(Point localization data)

*****

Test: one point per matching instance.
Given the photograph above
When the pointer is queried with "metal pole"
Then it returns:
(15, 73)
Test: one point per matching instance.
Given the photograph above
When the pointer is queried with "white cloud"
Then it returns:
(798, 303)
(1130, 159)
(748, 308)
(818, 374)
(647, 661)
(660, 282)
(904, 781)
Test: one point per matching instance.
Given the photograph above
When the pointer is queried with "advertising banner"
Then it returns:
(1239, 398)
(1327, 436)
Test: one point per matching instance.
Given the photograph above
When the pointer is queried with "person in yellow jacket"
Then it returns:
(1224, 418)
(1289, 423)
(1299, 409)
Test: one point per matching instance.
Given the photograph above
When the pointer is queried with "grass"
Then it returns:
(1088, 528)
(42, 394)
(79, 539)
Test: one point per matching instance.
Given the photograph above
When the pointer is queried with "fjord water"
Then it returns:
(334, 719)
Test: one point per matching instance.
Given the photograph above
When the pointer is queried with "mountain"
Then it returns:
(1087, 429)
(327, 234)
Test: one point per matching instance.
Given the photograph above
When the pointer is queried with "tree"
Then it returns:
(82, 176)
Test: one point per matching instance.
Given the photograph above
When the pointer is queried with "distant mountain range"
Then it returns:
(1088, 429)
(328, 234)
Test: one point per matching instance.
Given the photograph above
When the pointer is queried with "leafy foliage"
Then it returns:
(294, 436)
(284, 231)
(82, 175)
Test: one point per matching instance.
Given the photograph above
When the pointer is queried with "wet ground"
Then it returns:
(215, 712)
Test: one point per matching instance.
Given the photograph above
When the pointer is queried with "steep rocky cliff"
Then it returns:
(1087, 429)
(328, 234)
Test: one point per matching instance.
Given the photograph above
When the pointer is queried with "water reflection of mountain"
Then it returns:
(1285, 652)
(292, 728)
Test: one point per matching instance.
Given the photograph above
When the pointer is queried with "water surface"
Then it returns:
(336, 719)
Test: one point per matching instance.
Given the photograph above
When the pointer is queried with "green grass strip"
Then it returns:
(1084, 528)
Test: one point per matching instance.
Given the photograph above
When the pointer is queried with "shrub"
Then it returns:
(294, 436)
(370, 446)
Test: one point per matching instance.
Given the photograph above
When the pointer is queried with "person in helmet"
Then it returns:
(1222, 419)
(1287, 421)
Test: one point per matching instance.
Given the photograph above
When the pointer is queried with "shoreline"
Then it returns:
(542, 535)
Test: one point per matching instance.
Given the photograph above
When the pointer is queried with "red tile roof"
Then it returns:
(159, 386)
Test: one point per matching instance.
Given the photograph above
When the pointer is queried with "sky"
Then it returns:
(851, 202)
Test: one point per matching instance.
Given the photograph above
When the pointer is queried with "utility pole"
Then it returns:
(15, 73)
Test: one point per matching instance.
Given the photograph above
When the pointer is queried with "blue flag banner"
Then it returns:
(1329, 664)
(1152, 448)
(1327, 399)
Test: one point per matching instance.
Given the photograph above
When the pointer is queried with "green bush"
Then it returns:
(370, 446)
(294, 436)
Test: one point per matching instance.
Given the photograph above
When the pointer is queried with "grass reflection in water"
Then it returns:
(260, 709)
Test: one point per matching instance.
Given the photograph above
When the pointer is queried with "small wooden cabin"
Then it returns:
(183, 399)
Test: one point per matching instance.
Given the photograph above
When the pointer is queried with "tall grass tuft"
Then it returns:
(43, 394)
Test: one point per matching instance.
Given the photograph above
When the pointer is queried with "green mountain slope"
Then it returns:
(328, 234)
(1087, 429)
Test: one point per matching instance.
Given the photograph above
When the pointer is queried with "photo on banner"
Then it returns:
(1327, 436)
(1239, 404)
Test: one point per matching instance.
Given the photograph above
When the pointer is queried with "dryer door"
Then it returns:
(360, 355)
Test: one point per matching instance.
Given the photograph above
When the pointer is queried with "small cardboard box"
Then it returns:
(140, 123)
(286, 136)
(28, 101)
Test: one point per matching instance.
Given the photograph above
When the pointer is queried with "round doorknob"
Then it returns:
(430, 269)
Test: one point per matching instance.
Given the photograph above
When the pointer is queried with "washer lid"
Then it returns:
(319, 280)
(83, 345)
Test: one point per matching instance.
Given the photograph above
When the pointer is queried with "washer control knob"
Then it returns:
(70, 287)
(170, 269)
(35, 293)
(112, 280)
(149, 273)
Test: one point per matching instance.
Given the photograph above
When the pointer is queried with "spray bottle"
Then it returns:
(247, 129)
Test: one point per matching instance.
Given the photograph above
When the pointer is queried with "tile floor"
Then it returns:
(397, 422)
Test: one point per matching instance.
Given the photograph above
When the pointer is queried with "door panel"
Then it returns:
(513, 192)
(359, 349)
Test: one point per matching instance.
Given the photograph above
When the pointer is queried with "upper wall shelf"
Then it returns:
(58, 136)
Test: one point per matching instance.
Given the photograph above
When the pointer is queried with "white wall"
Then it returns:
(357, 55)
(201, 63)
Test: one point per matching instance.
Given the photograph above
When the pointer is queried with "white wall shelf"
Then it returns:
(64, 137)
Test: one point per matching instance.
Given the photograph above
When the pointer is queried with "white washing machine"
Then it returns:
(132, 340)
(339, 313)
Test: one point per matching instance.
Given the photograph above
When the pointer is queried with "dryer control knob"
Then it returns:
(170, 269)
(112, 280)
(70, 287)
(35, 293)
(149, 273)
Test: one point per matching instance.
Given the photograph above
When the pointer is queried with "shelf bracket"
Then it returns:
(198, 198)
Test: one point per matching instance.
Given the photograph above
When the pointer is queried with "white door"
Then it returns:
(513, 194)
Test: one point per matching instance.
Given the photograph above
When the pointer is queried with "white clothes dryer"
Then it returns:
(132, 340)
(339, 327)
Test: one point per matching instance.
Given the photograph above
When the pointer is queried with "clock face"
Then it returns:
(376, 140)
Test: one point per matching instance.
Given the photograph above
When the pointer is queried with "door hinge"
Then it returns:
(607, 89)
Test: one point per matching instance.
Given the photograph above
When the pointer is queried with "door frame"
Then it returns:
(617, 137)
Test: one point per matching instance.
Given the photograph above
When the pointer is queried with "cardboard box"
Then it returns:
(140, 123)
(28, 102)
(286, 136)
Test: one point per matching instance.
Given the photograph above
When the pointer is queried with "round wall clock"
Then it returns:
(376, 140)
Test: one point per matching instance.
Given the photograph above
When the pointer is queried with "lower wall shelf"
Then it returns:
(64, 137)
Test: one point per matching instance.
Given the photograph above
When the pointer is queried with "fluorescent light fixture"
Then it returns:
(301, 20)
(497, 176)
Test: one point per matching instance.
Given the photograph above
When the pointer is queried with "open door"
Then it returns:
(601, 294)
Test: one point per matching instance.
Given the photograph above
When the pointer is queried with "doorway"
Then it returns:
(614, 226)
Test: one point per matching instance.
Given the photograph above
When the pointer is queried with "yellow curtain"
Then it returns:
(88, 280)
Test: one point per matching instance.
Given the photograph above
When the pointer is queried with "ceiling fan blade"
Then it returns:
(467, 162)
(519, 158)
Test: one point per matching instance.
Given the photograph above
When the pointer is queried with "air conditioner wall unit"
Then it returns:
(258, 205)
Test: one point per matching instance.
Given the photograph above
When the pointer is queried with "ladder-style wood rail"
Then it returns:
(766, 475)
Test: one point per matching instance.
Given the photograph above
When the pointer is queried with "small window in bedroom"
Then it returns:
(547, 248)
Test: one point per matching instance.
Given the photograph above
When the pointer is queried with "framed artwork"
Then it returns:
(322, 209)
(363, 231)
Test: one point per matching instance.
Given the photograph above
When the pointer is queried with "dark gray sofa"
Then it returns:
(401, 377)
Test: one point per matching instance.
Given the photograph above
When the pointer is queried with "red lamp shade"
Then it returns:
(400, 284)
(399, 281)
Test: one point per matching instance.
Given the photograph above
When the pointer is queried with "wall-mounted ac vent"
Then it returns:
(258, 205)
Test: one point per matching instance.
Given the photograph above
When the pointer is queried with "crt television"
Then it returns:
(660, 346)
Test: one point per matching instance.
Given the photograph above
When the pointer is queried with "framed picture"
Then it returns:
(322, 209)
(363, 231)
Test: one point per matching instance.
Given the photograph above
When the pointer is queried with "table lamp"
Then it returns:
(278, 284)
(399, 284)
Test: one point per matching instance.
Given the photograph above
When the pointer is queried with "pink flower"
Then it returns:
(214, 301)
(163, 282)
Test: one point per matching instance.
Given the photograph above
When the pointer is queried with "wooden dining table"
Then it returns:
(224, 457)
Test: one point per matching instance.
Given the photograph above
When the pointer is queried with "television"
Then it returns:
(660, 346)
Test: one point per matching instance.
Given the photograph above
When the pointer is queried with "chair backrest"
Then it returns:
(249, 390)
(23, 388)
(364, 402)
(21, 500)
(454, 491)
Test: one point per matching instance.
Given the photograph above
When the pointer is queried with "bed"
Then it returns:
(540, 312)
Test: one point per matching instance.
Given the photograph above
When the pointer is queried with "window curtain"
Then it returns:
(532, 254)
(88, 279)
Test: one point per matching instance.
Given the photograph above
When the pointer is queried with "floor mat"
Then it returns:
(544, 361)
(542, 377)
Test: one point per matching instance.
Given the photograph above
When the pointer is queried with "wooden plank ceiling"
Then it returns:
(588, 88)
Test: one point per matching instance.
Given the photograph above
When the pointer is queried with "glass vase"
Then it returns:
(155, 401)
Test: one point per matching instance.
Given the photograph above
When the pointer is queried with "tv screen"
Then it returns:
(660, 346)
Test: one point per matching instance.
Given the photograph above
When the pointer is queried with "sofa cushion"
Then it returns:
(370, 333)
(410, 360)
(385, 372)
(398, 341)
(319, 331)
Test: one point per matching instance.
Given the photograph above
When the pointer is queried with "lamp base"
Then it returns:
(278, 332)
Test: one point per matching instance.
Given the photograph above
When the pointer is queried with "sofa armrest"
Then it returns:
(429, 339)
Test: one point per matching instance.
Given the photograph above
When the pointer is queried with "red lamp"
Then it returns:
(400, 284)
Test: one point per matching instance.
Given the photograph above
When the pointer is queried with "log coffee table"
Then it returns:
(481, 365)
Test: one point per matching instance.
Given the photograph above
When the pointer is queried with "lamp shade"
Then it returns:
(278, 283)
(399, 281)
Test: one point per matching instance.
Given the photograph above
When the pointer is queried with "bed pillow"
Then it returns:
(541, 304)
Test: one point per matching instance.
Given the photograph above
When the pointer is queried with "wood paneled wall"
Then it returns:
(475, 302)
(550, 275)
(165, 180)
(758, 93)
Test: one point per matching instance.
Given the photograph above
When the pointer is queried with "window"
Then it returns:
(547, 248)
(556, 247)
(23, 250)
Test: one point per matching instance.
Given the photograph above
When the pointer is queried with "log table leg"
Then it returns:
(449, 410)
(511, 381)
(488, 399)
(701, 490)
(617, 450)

*****

▸ Action item
Report only the number of lines in the records that include the word "green".

▸ Solution to this task
3